Top of Task data
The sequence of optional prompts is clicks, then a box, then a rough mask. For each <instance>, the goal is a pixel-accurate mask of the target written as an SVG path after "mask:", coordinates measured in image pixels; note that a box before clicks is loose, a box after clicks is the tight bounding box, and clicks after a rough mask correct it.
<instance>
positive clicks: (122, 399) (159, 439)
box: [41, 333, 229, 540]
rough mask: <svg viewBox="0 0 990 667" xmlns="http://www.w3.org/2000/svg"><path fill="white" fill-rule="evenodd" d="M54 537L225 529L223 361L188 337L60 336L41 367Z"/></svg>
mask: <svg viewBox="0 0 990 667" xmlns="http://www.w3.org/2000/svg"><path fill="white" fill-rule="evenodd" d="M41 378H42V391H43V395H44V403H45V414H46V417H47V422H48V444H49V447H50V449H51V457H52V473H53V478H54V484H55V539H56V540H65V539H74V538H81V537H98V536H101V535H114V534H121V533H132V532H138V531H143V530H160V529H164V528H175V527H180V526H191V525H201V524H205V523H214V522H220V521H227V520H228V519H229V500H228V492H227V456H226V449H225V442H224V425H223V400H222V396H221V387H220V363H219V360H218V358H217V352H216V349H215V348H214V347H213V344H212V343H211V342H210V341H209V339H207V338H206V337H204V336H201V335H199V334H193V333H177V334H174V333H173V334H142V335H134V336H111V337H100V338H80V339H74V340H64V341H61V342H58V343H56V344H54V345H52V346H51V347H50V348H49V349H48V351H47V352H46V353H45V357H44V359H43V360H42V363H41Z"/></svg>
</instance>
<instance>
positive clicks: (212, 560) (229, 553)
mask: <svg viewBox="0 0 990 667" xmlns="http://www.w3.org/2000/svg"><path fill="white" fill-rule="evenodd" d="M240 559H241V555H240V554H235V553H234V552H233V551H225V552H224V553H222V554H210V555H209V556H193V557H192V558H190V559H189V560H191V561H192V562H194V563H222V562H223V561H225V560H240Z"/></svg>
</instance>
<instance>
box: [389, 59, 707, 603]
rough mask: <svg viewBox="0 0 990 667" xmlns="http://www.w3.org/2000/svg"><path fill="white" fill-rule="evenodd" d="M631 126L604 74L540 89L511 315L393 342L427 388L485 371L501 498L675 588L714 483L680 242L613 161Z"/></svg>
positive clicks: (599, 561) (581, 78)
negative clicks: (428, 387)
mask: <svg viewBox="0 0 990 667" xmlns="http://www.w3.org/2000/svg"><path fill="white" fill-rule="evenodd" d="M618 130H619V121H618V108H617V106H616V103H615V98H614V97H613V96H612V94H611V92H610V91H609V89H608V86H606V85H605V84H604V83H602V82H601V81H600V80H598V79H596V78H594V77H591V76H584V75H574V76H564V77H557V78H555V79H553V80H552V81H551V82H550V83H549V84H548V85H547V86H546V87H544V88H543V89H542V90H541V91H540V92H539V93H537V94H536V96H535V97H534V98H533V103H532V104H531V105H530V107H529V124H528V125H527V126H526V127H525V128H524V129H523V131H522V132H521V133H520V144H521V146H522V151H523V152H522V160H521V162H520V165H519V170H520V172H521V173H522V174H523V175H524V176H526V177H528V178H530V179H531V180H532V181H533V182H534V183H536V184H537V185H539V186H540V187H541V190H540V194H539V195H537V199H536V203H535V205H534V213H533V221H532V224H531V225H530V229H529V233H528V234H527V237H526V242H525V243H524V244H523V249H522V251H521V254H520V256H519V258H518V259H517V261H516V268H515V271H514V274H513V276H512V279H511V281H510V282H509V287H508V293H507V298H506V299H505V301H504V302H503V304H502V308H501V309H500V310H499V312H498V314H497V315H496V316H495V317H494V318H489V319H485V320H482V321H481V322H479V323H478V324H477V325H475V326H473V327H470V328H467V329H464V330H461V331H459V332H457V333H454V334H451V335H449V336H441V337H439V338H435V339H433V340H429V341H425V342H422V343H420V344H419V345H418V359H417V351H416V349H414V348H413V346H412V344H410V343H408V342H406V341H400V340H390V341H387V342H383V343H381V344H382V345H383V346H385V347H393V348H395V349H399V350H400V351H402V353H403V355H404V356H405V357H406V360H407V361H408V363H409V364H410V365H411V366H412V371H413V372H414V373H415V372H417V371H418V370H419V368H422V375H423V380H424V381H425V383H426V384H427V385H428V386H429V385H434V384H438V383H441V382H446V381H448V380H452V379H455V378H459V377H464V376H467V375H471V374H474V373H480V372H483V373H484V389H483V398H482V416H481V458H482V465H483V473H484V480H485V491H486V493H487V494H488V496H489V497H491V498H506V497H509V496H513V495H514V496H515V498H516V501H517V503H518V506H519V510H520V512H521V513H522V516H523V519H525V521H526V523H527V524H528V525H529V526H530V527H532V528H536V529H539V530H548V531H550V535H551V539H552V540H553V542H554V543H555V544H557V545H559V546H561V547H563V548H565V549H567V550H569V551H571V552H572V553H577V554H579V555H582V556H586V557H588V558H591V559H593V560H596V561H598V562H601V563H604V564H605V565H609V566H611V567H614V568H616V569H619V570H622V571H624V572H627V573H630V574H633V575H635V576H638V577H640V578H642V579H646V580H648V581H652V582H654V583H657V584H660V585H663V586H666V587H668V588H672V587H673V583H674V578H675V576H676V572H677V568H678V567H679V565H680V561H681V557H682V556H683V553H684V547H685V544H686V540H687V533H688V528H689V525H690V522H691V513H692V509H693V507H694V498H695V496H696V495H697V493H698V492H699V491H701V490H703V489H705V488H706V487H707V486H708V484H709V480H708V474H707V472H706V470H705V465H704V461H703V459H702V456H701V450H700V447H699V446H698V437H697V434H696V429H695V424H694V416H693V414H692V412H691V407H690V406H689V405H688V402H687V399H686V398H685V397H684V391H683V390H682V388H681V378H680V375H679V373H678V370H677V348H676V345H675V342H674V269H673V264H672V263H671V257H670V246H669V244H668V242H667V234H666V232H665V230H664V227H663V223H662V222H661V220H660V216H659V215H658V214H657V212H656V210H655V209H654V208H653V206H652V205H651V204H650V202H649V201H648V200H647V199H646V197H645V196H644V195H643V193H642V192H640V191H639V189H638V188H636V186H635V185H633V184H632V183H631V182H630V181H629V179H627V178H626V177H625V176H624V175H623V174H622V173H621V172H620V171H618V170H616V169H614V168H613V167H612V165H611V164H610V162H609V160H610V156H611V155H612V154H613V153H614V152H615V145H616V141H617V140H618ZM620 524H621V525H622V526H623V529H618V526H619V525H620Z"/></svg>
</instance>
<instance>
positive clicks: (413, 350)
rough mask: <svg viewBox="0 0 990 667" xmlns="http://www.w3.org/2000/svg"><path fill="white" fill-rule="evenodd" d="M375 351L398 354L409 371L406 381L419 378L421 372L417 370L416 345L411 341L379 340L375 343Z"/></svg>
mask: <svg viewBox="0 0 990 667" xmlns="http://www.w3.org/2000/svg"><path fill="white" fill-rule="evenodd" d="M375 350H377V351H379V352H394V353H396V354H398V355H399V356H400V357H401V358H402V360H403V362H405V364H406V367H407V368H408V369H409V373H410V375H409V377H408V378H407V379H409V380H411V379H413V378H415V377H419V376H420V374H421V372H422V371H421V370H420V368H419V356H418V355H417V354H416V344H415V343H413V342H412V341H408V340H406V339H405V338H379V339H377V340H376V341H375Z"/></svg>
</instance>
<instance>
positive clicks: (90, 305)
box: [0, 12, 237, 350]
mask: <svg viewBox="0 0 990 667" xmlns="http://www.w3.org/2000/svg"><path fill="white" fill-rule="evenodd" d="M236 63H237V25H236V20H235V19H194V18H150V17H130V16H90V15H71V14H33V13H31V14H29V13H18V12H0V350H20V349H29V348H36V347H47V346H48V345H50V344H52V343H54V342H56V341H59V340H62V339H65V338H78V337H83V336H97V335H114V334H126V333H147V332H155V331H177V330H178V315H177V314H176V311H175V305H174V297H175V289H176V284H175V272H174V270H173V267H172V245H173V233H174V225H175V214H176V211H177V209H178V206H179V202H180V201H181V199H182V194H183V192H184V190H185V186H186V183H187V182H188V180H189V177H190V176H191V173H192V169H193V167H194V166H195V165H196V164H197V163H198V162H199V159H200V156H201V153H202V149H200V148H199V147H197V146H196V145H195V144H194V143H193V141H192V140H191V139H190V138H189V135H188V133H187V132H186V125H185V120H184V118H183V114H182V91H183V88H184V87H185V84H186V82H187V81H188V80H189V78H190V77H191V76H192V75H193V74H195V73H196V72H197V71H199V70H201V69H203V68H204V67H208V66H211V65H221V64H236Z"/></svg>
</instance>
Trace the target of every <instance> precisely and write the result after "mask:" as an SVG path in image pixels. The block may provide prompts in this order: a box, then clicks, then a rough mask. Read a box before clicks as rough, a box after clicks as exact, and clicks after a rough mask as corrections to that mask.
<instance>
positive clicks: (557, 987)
Bottom of Task data
Would you output, from the records above, exactly the run of lines that starts at the line containing "positive clicks: (212, 560) (229, 553)" and ends at the line containing "box: [389, 59, 707, 603]", and only that run?

## Result below
positive clicks: (212, 560) (229, 553)
mask: <svg viewBox="0 0 990 667" xmlns="http://www.w3.org/2000/svg"><path fill="white" fill-rule="evenodd" d="M240 559H241V555H240V554H235V553H234V552H233V551H225V552H224V553H222V554H210V555H209V556H193V557H192V558H190V559H189V560H191V561H192V562H194V563H222V562H223V561H225V560H240Z"/></svg>
</instance>
<instance>
box: [389, 59, 707, 603]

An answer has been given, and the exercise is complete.